* _YOUR TASKS_
1 - Using the passage on J D Short and Pink Anderson, decide whether each statement agrees with it: (a) J D Short beats the drum with his foot; (b) Pink Anderson comes from the medicine show tradition; (c) the grown-up son plays Sliding Delta. Answer yes or no for each and quote the words of the passage that decide it.
2 - List every instrument that the passage on J D Short and Pink Anderson says J D Short accompanies himself on.
3 - Write the next few sentences of the passage on J D Short and Pink Anderson, continuing after its final sentence.

* _SELECTED EXTRACT_
Sam Charters described Mississippi bluesman J D Short as 'a very special man'. Here we see him singing the train blues Sliding Delta, accompanying himself on guitar harmonica and drum, beaten with J D's foot. It is the sort of arrangement that Short would have used while playing on street corners. On the other hand, Pink Anderson, a songster from the medicine show tradition, is shown teaching his young son how to play the guitar. In another part of the DVD we see the grown up son playing a spectacular version of He's in the Jailhouse Now.

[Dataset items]

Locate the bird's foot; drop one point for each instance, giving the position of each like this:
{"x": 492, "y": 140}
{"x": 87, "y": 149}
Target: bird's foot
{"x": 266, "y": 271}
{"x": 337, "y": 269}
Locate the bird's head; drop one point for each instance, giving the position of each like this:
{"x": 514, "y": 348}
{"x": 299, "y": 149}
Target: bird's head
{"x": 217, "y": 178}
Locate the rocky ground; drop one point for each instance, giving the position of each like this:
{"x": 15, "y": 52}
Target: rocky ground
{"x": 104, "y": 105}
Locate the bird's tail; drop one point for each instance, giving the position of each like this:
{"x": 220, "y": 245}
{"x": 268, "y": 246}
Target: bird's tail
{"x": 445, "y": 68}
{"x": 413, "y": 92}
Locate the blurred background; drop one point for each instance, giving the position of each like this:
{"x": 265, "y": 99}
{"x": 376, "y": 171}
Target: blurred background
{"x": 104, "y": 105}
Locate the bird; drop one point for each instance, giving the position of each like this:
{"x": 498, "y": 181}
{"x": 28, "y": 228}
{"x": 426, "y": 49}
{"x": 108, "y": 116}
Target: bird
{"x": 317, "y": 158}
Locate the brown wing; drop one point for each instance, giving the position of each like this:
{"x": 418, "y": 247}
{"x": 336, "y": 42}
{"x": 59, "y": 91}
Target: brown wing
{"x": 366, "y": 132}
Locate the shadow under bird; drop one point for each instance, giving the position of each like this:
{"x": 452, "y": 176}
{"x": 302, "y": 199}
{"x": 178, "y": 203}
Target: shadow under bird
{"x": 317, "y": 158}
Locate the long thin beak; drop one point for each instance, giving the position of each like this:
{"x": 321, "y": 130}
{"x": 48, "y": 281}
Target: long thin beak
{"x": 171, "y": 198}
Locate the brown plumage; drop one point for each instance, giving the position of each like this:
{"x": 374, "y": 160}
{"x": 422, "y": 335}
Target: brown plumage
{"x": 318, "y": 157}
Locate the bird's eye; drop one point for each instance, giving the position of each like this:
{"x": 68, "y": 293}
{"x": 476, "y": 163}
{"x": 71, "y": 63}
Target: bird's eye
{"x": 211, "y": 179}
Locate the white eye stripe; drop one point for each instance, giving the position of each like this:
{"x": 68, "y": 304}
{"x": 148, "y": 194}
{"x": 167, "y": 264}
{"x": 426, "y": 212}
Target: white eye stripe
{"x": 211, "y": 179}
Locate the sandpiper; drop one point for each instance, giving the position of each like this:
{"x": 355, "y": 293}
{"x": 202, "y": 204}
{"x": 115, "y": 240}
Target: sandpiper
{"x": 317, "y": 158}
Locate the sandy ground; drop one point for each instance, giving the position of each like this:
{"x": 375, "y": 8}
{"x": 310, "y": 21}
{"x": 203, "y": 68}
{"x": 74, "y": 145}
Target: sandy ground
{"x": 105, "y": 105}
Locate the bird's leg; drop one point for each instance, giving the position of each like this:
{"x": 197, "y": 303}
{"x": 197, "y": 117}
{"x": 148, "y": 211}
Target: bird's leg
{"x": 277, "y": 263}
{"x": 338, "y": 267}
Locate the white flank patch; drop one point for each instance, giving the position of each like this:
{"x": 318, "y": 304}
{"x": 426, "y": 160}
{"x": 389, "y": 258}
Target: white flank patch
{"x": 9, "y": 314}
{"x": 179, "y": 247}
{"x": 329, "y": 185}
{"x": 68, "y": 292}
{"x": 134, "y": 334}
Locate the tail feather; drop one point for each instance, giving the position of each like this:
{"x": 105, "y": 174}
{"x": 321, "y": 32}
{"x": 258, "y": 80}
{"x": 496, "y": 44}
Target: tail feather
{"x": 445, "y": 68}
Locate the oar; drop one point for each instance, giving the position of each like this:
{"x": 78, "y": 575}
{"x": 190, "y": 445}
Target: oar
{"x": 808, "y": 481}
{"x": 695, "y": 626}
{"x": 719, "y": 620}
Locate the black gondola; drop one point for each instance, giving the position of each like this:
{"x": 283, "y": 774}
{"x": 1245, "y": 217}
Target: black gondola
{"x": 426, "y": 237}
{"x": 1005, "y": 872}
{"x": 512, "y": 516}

* _ANSWERS TO THE TASKS_
1 -
(a) Yes: "beaten with J D's foot"
(b) Yes: "a songster from the medicine show tradition"
(c) No: "playing a spectacular version of He's in the Jailhouse Now"

2 - guitar, harmonica, drum

3 -
Memphis Willie B seems to have done reasonably well in life. He was so desperate to perform well that, at one point, Sam Charters noticed that his fingers were beginning to bleed. When Sam pointed this out, Willie just continued, saying that it didn't hurt. Later Willie's wife apparently burst into tears, because Ann Charters was the first white woman ever to enter her home. That simple fact just tells us so much. Furry Lewis, quite a big recording star in the 1920s, had not been so lucky as Willie B and was found sweeping the streets of Memphis for a living. But he was happy to be back recording again, here joining another old trouper, Gus Cannon, who famously recorded the song Walk Right In in the '20s. It seems that Gus had never heard his recorded speaking voice. Sam Charters recorded Gus talking about the blues. Later, when the tape was played back, Gus didn't seem to realize that he was listening to himself, and kept saying, "that man's speaking the truth".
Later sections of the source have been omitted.